** START Data supplied **

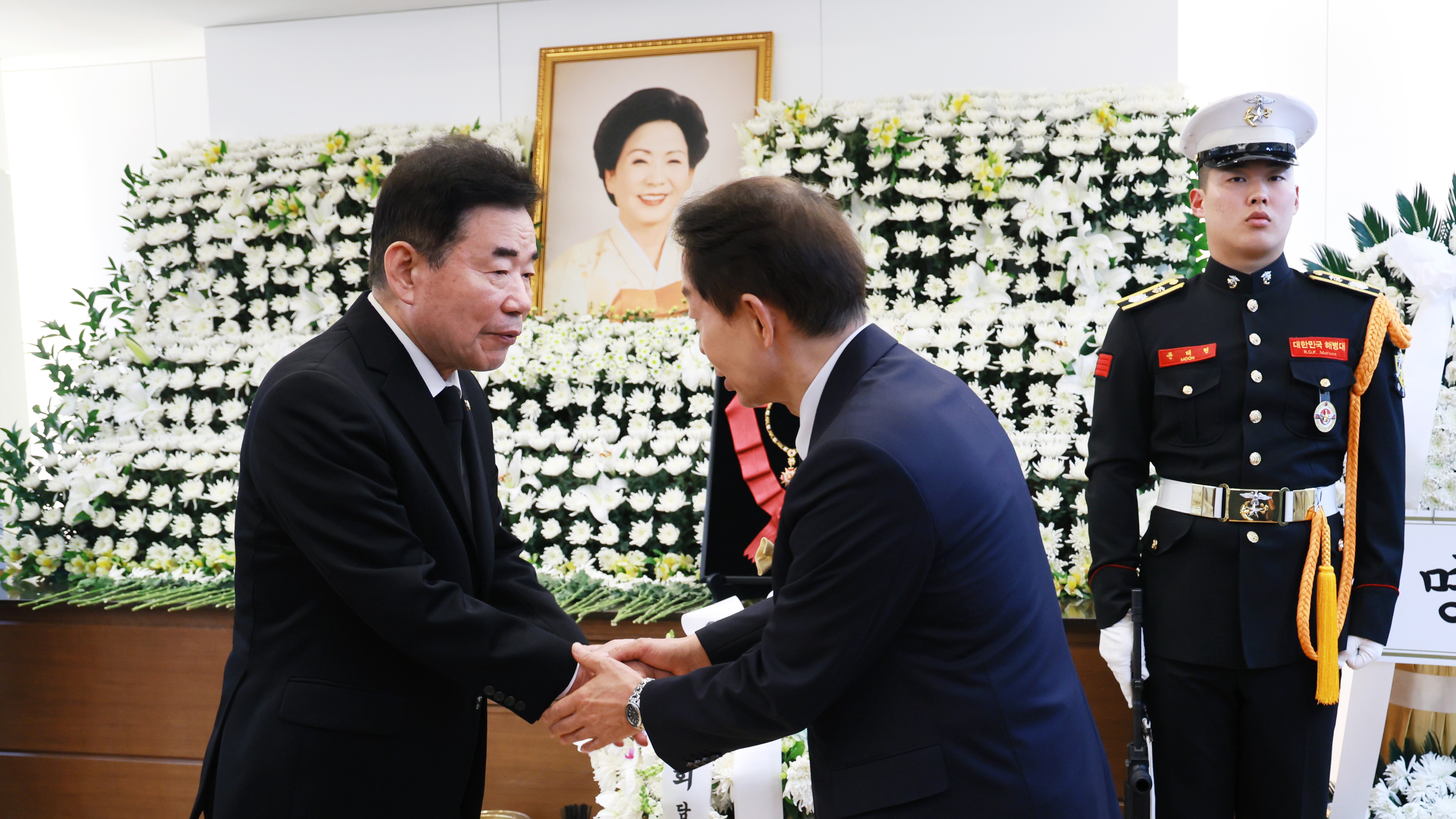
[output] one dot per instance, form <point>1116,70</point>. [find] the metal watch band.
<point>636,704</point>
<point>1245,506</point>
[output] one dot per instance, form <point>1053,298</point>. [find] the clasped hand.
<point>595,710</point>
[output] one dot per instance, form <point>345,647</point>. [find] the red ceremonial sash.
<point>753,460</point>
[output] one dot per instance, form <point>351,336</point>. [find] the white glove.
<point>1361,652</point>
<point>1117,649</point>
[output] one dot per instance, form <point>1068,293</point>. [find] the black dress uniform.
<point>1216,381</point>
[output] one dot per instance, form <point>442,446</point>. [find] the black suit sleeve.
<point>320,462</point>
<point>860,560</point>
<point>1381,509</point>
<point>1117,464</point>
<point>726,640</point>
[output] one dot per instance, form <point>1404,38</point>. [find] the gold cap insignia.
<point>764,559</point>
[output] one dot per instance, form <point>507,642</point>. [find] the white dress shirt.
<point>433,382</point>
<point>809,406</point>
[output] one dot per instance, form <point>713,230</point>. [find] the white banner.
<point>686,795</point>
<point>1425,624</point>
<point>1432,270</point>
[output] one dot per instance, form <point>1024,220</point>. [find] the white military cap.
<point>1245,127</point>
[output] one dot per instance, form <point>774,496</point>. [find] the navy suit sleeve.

** END Data supplied **

◆ Task prompt:
Please swap every "white" in the lines above for "cream" and write all the lines out again with nothing else altered. Leave the pictures out.

◆ Written response:
[output] one dot per instance, form <point>1116,70</point>. [find] the metal watch band.
<point>636,704</point>
<point>1245,506</point>
[output] one dot per instance, form <point>1053,298</point>. [find] the clasped hand.
<point>595,710</point>
[output] one dot per instance, form <point>345,647</point>. [find] the red ceremonial sash.
<point>753,460</point>
[output] one dot per instance, form <point>351,336</point>. [find] the cream glove.
<point>1361,652</point>
<point>1117,649</point>
[output] one dot per instance, form <point>1068,293</point>. [find] the black dress uniform.
<point>1216,381</point>
[output] one dot per instance, form <point>442,446</point>. [find] the black suit sleeve.
<point>320,462</point>
<point>860,560</point>
<point>1381,509</point>
<point>1117,464</point>
<point>726,640</point>
[output] one dot per instance, form <point>1404,38</point>. [find] the gold cap insignia.
<point>764,559</point>
[output] one dot per instance, form <point>507,642</point>. [find] the cream dress shirt.
<point>433,382</point>
<point>809,406</point>
[output] one dot per instance, form <point>713,230</point>. [find] the cream banner.
<point>686,795</point>
<point>1425,624</point>
<point>1432,270</point>
[output] one dot per instance, form <point>1024,220</point>. [find] the cream military cap.
<point>1245,127</point>
[output] one dot per instance, form <point>774,496</point>. [find] the navy suit sleeve.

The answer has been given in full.